Problem details ▸
Repeat the data below exactly, with every entry included.

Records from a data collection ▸
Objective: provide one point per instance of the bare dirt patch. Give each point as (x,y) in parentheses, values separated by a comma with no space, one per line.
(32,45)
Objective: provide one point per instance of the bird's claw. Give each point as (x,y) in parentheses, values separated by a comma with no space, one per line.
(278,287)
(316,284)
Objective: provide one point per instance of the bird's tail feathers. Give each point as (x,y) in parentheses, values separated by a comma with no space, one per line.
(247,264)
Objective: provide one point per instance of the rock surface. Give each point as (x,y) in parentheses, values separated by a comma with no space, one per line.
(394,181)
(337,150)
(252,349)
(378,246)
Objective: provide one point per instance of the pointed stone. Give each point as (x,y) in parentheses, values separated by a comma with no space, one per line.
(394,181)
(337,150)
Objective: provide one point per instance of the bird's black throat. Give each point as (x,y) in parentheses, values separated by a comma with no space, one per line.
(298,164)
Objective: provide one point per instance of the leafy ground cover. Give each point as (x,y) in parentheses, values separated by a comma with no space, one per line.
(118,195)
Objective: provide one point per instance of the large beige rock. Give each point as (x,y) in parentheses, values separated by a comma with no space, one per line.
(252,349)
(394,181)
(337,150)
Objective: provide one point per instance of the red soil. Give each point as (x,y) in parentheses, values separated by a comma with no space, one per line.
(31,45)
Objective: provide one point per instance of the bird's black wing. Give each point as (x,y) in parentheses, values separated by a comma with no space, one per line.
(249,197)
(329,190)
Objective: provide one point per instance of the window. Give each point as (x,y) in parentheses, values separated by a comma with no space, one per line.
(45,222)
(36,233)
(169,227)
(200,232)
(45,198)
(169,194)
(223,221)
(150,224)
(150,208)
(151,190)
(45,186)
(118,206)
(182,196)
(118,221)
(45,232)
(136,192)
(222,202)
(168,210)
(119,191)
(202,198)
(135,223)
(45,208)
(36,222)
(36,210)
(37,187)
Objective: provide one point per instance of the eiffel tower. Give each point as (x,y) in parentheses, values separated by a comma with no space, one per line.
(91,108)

Exercise response ▸
Objective: provide one point per instance of the bare dirt patch. Give each point as (x,y) in parentheses, values separated by a comma with no space, one per line.
(32,45)
Objective: provide one point per instance of the bird's claw. Give each point as (x,y) in parentheses, values separated by a comma with no space, one per line.
(278,287)
(316,284)
Objective: provide one point per instance of the bird's tail feathers. Give each point as (x,y) in parentheses, values separated by a comma with no space, one per line.
(247,264)
Objective: provide one point per instance of the rock surface. Give each point as (x,y) in parentheses, values separated by a comma with no space, one per line.
(394,181)
(337,150)
(252,349)
(378,246)
Objective: provide one point per instance of the pointed stone. Give each point as (x,y) in parentheses, values separated by a comma with no space, one per line.
(394,181)
(337,150)
Objective: provide one point per instance of the bird's black throat. Give each point as (x,y) in parentheses, values separated by a comma with no space, one per line.
(298,164)
Objective: provide one point per instance of the leafy ground cover. Give each point as (x,y) in parentheses, values separated by a comma with no space, one per line.
(118,195)
Objective: provide one point per instance of the large beige rock. Give each point as (x,y) in parentheses, values separated by a comma with no space, one per line.
(252,349)
(394,181)
(337,150)
Objective: provide one point per instance of the red soil. Give each point as (x,y) in parentheses, values separated by a comma with no space, one per line.
(31,45)
Objective: provide one point per instance of the bird's black wing. Give each point as (x,y) in parentheses, values separated by a comma with no space, one per line.
(249,197)
(329,190)
Objective: provide one point per instance of the window. Give each point as (x,y) in parentheses, values separated by a comma with no space, one per line.
(45,222)
(36,233)
(169,227)
(200,232)
(45,198)
(169,194)
(223,221)
(150,224)
(150,208)
(151,190)
(45,186)
(118,206)
(182,196)
(118,221)
(45,232)
(136,192)
(222,202)
(168,210)
(119,191)
(202,198)
(135,223)
(45,208)
(36,222)
(36,210)
(37,187)
Objective: provide one point per instance of the eiffel tower. Give each point as (x,y) in parentheses, values separated by a comma with no space, one per line.
(91,108)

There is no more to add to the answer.